> Quoted passage:
• • • •

White House aides said federal resources are being distributed to states in consultation with governors, who are basing their requests on data showing where the virus is spreading. Administration officials, through a variety of diverse media outlets, have sought to emphasize the need for minority communities and young people to heed the social distancing guidelines.

Aiming to reach a broader audience, Fauci has done interviews with Showtime’s “Desus & Mero,” NBA star Stephen Curry’s Instagram channel and the “Breakfast Club” radio program, and he is slated to appear on movie star Will Smith’s new Snapchat show. U.S. Surgeon General Jerome M. Adams, who is black, has appeared on BET.

The Rev. Darrell Scott and Kareem Lanier, prominent African American supporters of Trump who oversee an urban redevelopment organization, said they have had discussions with federal and state officials, along with athletes, entertainers and civic leaders, about forming an outside task force that would help the Trump administration examine and respond to the health and economic impacts of the virus on black communities.

They pointed to Trump’s work on criminal justice reform, economic opportunity zones and funding for historically black colleges and universities as evidence of his commitment to African American communities.

“We need to make sure we give money and testing to distressed communities,” Lanier said. “We also need to make sure we have the right campaign by way of information. . . . Because of a long history of abuse by the government in terms of testing and vaccines, there’s a big distrust there.”

But critics said the Trump White House does not have adequate messengers, especially given the outrage sparked by the president’s rhetorical attacks on prominent black leaders, including former president Barack Obama and the late Democratic congressman Elijah E. Cummings of Baltimore.

“This is the first president I have seen, since I started going to the White House when [Ronald] Reagan was president, who doesn’t have a key black aide in the White House,” Sharpton said in an interview.

Last month, when Sharpton was warning about the risks of the coronavirus to the incarcerated and homeless populations, he got a surprise phone call from Trump.

“He said he would not commit to anything but that he would note it,” Sharpton said. “It is a good sign, compared to his past actions, that he acknowledged the racial imbalance. But it was a one-day mention — with no announced programs, no announced commitment, no priority from the White House.”

• • • •

Please write the next part of the article on the White House's coronavirus outreach to black communities, picking up after Sharpton's quote about a one-day mention. The items are separate material and not part of the article.

• • • •

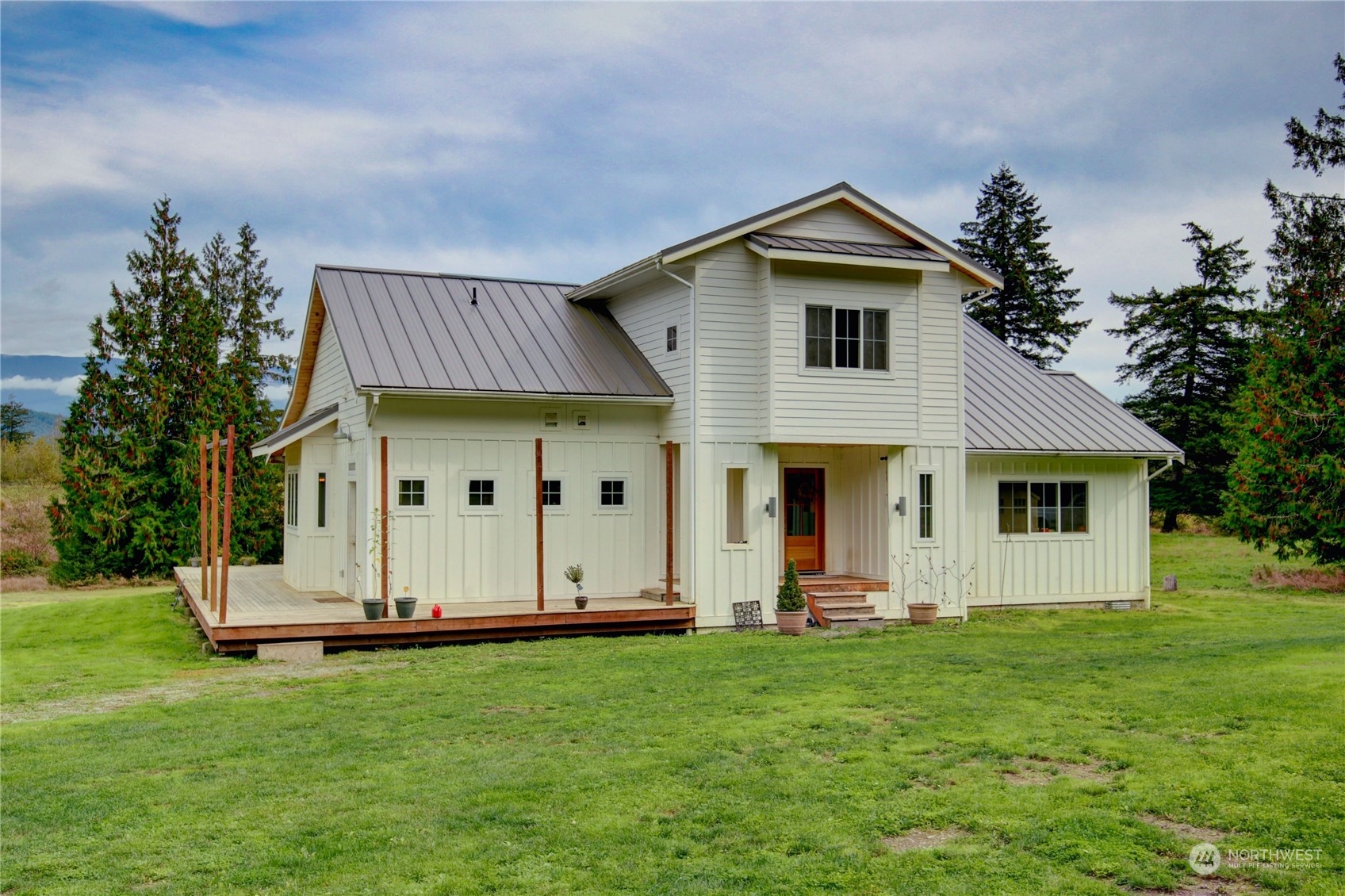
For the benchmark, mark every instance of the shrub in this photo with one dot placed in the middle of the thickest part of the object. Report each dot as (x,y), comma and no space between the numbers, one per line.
(35,461)
(790,599)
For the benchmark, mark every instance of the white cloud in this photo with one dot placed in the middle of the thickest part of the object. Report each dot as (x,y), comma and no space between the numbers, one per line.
(65,386)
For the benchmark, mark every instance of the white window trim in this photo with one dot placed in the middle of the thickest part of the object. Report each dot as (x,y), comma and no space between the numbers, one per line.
(747,507)
(560,419)
(1044,536)
(914,506)
(393,490)
(608,510)
(805,370)
(564,507)
(464,482)
(293,474)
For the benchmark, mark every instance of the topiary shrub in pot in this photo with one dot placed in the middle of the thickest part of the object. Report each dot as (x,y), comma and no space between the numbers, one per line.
(791,610)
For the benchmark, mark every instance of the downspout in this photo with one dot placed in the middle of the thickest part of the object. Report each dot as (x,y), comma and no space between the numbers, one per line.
(693,438)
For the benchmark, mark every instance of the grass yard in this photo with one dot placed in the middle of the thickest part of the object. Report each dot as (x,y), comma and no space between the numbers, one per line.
(1025,752)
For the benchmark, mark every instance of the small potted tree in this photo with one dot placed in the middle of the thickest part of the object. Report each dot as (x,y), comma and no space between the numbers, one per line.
(791,610)
(576,575)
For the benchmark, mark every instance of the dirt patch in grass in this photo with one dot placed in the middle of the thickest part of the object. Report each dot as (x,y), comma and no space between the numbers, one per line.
(1043,772)
(922,838)
(1302,579)
(1190,832)
(1208,886)
(225,683)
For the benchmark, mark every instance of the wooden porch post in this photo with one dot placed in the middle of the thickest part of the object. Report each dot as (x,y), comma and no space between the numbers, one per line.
(668,523)
(229,525)
(205,526)
(214,517)
(541,568)
(382,511)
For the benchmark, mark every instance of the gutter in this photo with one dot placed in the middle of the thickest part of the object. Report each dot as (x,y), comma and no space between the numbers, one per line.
(694,436)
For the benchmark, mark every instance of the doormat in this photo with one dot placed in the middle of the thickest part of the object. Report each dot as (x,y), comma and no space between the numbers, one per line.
(747,614)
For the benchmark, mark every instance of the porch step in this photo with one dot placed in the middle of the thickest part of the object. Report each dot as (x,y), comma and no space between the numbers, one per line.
(844,610)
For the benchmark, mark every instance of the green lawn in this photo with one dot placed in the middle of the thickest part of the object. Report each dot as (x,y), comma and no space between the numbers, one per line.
(718,763)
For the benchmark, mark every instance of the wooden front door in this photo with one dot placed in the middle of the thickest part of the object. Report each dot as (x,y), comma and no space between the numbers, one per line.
(805,519)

• • • •

> Solved problem:
Adams, 45, who reports to the assistant secretary of HHS, made a personal plea at a White House briefing last week, citing his own battles with asthma to emphasize the importance of taking precautions against the coronavirus. But in doing so he drew a backlash on social media when he employed language that some found offensive.

“We need you to do this, if not for yourself, then for your abuela,” Adams said, using the Spanish word for grandmother. “Do it for your granddaddy. Do it for your big mama. Do it for your pop-pop. We need you to understand — especially in communities of color — we need you to step up and help stop the spread.”

Critics faulted Adams for appearing to blame African Americans and Latinos for being lax in their personal conduct, rather than highlighting the socioeconomic inequities that make those communities more vulnerable. Adams, who said he has a Puerto Rican brother-in-law, explained that he was using “language that is used in my family.”

NAACP President and CEO Derrick Johnson, who has spoken weekly with Adams, said he appreciated the surgeon general’s efforts to keep civic leaders informed. But Johnson added that he was frustrated that Trump has sought to politicize the crisis by overriding the medical experts and offering conflicting public guidance.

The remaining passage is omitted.